• _What is needed_
Rewrite the passage on methanogens and methane, starting at "The recent discovery" and ending at "possibly anaerobic chambers.", with "anaerobic chambers" swapped out for "glove boxes".

• _Text_
▼

Dec 2006, Vol. 6, No. 6 : 819 -823

Full paper

The recent discovery of methane in the martian atmosphere is arguably one of the most important discoveries in the field of astrobiology. One possible source of this methane could be a microorganism analogous to those on Earth in the domain Archaea known as methanogens. Methanogens are described as obligately anaerobic, and methods developed to work with methanogens typically include anaerobic media and buffers, gassing manifolds, and possibly anaerobic chambers.

To determine if the time, effort, and supplies required to maintain anaerobic conditions are necessary to maintain viability, we compared anaerobically washed cells with cells that were washed in the presence of atmospheric oxygen. Anaerobic tubes were opened, and cultures were poured into plastic centrifuge tubes, centrifuged, and suspended in fresh buffer, all in the presence of atmospheric oxygen. Washed cells from both aerobic and anaerobic procedures were inoculated into methanogenic growth media under anaerobic conditions and incubated at temperatures conducive to growth for each methanogenic strain tested. Methane production was measured at time intervals using a gas chromatograph. In three strains, significant differences were not seen between aerobically and anaerobically washed cells. In one strain, there was significantly less methane production observed following aerobic washing at some time points; however, substantial methane production occurred following both procedures.

Thus, it appears that aerobic manipulations for relatively short periods of time with at least a few species of methanogens may not lead to loss of viability. With the discovery of methane in the martian atmosphere, it is likely that there will be an increase in astrobiology-related methanogen research. The research reported here should simplify the methodology.

▲

• _Provided information_
▼

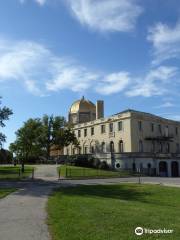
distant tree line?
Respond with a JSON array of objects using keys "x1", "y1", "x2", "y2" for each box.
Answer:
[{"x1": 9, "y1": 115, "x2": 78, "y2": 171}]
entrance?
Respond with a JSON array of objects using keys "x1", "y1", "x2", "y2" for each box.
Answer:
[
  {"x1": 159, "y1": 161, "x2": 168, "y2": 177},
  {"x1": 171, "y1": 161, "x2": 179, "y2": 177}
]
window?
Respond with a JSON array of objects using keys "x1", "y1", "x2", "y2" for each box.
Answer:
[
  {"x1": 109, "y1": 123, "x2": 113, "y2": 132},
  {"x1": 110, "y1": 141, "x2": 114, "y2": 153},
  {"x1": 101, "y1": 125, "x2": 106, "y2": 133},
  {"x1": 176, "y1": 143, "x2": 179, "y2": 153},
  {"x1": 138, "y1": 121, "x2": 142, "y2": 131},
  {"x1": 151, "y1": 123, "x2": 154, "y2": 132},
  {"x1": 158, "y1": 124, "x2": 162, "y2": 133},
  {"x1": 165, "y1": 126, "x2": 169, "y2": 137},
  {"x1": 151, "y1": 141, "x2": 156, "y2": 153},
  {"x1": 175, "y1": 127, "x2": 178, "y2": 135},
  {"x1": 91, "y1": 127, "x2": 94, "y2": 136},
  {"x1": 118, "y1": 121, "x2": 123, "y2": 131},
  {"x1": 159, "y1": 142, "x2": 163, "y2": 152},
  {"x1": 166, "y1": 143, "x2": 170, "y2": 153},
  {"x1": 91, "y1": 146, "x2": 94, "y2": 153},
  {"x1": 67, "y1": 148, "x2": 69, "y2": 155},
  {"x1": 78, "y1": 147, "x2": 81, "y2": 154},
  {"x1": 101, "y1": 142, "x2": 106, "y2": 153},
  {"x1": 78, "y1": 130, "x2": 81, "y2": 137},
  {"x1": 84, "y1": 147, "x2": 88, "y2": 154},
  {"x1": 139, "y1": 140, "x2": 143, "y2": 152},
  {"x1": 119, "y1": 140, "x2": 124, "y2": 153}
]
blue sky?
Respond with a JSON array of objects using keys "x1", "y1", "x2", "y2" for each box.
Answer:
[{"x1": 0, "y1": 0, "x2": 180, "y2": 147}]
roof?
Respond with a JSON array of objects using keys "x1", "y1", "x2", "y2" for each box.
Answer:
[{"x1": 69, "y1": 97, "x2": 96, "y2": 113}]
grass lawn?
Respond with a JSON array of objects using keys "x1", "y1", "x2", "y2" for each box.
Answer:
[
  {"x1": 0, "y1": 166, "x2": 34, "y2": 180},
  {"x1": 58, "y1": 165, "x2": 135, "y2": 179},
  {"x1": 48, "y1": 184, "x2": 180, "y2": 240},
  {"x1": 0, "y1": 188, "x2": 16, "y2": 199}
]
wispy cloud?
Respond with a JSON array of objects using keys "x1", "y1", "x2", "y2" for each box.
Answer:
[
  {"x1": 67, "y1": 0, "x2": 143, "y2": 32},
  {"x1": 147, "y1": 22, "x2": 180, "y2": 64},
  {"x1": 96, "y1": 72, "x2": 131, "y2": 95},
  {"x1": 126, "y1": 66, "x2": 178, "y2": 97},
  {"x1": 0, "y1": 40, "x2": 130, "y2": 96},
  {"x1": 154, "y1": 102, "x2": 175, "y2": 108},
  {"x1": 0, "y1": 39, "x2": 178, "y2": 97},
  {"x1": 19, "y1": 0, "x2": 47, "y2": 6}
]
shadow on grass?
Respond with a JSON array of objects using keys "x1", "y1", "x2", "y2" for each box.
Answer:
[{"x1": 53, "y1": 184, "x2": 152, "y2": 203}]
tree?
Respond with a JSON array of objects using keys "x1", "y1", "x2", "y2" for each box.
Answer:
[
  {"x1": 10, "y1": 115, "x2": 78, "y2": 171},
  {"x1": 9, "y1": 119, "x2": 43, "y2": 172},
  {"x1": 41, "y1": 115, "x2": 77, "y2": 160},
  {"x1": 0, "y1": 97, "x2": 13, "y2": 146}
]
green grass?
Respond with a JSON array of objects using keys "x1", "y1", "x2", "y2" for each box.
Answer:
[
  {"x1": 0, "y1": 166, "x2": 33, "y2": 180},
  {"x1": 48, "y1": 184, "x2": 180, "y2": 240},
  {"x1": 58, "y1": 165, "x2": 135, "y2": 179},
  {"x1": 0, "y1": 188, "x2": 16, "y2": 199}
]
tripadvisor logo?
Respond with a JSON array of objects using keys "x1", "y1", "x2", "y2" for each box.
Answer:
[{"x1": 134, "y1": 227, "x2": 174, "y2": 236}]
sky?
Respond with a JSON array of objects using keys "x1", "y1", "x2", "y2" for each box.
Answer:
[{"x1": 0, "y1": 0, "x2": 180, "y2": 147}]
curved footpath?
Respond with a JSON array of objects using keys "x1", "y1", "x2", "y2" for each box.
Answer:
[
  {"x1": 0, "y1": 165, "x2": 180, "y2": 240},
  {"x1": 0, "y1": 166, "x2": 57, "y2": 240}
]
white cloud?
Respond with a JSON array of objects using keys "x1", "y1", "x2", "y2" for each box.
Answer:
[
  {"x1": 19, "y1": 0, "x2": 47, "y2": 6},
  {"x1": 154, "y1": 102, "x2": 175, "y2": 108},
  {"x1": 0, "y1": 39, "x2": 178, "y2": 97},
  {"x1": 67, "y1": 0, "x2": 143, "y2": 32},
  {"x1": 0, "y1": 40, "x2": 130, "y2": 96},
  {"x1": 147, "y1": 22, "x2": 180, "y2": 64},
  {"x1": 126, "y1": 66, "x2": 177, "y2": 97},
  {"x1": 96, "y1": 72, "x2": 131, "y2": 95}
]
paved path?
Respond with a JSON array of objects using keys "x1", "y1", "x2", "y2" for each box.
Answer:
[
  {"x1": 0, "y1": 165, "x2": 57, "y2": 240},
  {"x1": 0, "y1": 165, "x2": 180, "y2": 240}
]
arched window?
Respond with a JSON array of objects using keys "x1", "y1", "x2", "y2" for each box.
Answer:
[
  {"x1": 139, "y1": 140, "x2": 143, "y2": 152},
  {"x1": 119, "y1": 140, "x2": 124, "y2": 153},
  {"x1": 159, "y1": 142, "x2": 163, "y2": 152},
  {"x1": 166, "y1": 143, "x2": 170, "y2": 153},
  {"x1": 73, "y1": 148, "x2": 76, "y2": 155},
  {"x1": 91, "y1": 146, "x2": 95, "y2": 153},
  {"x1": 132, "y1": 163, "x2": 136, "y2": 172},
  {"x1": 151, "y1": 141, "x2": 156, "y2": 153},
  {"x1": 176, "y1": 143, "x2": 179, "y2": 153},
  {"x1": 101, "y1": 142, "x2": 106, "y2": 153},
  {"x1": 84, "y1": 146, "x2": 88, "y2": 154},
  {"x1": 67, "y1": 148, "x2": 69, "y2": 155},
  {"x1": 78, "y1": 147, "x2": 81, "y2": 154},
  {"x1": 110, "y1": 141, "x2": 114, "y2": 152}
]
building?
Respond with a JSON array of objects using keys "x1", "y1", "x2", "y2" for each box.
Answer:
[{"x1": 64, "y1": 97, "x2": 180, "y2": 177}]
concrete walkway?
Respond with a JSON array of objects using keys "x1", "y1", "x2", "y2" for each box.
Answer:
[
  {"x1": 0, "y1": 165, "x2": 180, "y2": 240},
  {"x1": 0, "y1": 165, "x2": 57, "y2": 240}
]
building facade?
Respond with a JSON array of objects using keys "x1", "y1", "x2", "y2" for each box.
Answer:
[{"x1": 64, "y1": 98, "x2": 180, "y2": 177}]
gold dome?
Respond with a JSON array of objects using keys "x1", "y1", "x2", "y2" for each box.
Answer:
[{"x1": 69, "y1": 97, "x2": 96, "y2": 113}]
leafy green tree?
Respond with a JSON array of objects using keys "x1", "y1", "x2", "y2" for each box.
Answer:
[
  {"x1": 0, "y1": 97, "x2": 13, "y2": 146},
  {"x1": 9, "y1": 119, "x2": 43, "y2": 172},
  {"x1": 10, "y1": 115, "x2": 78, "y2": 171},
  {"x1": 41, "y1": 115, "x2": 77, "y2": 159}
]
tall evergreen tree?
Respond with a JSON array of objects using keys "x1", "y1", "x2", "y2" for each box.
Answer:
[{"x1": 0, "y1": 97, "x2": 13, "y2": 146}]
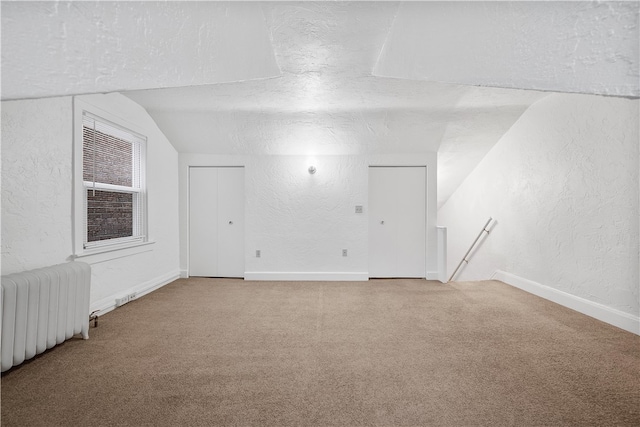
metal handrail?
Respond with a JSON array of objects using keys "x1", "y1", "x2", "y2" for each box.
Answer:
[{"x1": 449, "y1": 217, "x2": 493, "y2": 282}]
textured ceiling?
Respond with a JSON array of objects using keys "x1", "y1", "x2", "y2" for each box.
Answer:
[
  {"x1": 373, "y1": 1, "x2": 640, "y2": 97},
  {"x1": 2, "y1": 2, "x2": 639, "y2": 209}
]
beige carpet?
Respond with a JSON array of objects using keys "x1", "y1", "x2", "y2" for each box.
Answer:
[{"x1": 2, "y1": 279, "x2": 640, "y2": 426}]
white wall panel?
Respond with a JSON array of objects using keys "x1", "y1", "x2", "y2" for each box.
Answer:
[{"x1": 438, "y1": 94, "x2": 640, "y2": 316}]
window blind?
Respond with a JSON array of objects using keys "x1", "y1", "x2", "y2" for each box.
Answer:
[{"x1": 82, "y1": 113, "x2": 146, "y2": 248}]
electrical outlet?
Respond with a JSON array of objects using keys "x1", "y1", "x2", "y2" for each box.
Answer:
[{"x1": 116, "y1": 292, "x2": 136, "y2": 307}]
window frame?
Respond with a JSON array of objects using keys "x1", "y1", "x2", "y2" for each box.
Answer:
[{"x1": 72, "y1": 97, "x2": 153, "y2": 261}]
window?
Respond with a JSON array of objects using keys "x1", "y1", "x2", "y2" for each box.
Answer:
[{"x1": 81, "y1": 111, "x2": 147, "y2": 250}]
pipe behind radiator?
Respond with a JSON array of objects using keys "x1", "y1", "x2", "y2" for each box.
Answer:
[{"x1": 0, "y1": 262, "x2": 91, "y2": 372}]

▲
▼

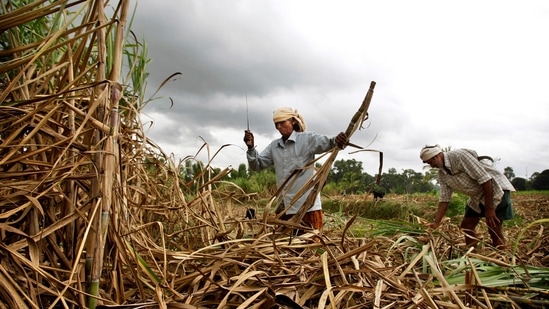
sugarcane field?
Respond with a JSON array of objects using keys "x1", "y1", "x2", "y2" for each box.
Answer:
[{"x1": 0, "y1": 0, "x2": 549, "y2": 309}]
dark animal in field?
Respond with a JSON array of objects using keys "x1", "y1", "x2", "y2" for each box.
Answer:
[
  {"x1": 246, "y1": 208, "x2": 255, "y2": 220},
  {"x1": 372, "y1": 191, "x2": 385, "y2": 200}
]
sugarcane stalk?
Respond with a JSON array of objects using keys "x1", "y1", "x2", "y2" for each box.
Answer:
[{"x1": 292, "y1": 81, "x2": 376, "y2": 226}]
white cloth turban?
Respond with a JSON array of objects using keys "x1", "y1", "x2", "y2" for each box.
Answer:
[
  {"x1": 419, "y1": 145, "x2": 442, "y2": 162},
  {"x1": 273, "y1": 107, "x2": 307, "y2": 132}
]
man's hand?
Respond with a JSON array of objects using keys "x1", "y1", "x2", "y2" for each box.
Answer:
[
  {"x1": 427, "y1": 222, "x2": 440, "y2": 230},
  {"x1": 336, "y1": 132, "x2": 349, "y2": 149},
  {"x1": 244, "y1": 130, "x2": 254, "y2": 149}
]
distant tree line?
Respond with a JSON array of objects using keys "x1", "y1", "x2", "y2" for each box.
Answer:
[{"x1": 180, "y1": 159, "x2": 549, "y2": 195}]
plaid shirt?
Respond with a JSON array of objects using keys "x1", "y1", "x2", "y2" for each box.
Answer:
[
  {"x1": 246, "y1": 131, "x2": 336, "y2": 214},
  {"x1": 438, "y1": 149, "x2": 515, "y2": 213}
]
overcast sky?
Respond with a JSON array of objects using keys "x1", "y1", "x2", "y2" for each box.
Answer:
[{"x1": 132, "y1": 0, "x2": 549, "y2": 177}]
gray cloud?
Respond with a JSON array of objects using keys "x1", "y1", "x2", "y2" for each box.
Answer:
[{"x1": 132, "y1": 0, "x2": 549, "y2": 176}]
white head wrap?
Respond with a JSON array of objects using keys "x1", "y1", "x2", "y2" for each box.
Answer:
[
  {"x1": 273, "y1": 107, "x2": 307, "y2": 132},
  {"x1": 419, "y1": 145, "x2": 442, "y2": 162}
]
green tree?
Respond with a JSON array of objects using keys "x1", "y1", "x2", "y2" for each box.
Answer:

▲

• _Answer to the exercise_
The recent discovery of methane in the martian atmosphere is arguably one of the most important discoveries in the field of astrobiology. One possible source of this methane could be a microorganism analogous to those on Earth in the domain Archaea known as methanogens. Methanogens are described as obligately anaerobic, and methods developed to work with methanogens typically include anaerobic media and buffers, gassing manifolds, and possibly glove boxes.